Problem to solve: Reproduce the following records line for line, leaving out the pictures.

A block of data:
'''

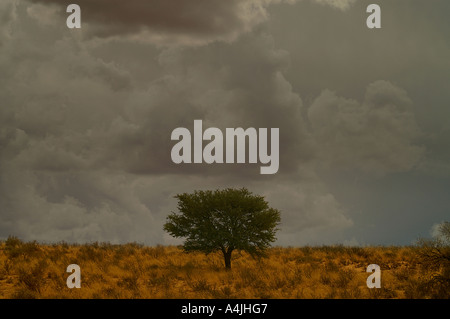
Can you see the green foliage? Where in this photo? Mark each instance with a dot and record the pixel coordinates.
(224, 220)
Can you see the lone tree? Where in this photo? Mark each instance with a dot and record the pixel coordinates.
(224, 220)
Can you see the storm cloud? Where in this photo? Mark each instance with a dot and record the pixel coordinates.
(86, 117)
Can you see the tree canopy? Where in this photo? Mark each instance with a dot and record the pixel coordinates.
(224, 220)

'''

Written solution:
Can you see the green foliage? Where in this photo? Mark each instance with a dot and record the pixel coordinates.
(224, 220)
Can you see the lone tree? Where in this photo? Mark each instance with a dot and record the pixel coordinates.
(224, 220)
Can you see the storm cloud? Where in this photo? Mark each instance with a dot and record the pixel coordinates.
(86, 117)
Can you see the tree canopy? Where in this photo? Mark each instance with a dot and record the pixel coordinates.
(224, 220)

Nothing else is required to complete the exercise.